Transcribe word for word the stretch of the entries below that runs from the line containing "Pressing-analysis tagging request: spot the building" through the end of the entries, with both ends included.

#####

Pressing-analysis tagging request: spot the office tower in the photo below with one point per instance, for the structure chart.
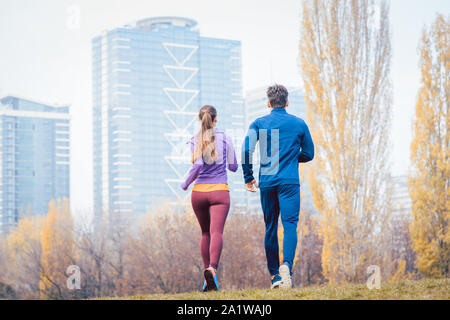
(150, 79)
(255, 107)
(35, 157)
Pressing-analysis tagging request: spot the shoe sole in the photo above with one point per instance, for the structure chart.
(276, 285)
(286, 282)
(210, 284)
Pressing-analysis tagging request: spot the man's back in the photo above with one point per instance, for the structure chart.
(284, 142)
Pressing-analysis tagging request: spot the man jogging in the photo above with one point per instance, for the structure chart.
(284, 141)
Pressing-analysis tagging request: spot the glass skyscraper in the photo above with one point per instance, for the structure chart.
(150, 79)
(255, 107)
(35, 158)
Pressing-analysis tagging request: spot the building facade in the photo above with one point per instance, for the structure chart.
(34, 158)
(150, 79)
(255, 107)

#####

Completed task:
Pressing-analysis tagging request: spot the building facade in the photo above with one point per instance, for the structure chart.
(34, 158)
(150, 79)
(255, 107)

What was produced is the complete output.